> **Task to carry out**:
Set down all the records below, word for word.

> **Data**:
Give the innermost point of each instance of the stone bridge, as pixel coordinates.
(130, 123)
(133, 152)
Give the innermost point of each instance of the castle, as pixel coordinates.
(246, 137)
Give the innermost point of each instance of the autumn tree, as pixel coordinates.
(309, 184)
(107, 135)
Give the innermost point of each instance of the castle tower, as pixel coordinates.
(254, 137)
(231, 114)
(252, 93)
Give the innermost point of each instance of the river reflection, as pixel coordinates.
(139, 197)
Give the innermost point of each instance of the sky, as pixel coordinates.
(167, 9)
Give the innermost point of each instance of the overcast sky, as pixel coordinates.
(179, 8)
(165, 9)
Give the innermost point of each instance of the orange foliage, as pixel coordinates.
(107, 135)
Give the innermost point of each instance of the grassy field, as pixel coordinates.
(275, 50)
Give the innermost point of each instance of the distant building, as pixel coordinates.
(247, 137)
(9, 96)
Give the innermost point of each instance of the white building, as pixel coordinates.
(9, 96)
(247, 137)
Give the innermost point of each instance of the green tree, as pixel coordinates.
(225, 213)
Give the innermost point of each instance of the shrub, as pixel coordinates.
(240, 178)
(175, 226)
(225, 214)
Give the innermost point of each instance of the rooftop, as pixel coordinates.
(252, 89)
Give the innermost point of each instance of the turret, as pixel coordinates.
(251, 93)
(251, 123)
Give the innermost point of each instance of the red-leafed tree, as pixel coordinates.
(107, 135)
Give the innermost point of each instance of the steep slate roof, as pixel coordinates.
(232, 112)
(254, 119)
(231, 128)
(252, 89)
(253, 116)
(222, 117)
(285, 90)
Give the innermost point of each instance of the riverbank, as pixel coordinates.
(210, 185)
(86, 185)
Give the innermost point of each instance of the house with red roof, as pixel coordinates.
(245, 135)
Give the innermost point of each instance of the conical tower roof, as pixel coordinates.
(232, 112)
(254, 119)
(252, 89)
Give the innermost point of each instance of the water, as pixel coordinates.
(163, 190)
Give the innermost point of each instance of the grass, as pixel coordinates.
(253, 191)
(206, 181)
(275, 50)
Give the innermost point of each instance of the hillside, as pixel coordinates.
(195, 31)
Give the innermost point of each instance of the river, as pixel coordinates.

> **Solved exercise**:
Give the innermost point of each instance of the stone bridge, as pixel coordinates.
(130, 123)
(133, 152)
Give the innermost point of each instance of the castle, as pixel coordinates.
(246, 137)
Give the innermost point of each instance of the autumn tree, as pixel coordinates.
(309, 184)
(107, 135)
Give the innermost point of each instance of the castle tower, as pixel coordinates.
(254, 137)
(231, 114)
(252, 93)
Give the innermost point of each instance of the river reflection, as pixel coordinates.
(139, 197)
Give the innermost point of each instance of the sky, as pixel coordinates.
(167, 9)
Give the innermost point of each instance of the overcast sky, as pixel coordinates.
(179, 8)
(165, 9)
Give the innermost point of each instance of the orange foliage, as pixel coordinates.
(107, 135)
Give the innermost point of each instance of the grassy field, as pixel coordinates.
(275, 50)
Give the innermost point of each instance of the distant building, as pixel coordinates.
(247, 137)
(9, 96)
Give the innermost point of each instance of the white building, as pixel coordinates.
(9, 96)
(247, 137)
Give the innermost point of each instance of the green tree, as pixel coordinates.
(225, 213)
Give the innermost point of each instance of the shrub, as pixel coordinates.
(240, 178)
(175, 226)
(225, 214)
Give the innermost point of each instance of the rooftop, as pixel coordinates.
(252, 89)
Give the innermost point of each instance of the turret, as pixel coordinates.
(251, 93)
(251, 123)
Give the innermost point of each instance of the red-leafed tree, as pixel coordinates.
(107, 135)
Give the innermost point of each instance of the steep slate roof, as pixel coordinates.
(232, 112)
(254, 119)
(231, 128)
(252, 89)
(253, 116)
(222, 117)
(285, 90)
Give the innermost point of each instance of the riverbank, as pixel coordinates.
(210, 185)
(86, 185)
Give the innermost point of each instance of the house with red roof, as pixel coordinates.
(245, 135)
Give the innermost point of each instance of the conical tower roof, as pixel coordinates.
(232, 112)
(254, 119)
(252, 89)
Give the innermost point of each instance of the water, as pixel coordinates.
(163, 190)
Give the innermost point of each instance of the grass, as pixel coordinates.
(253, 191)
(206, 181)
(275, 50)
Give the innermost point of each instance of the hillside, as pixel coordinates.
(195, 31)
Give the innermost point of each instance of the river, as pixel coordinates.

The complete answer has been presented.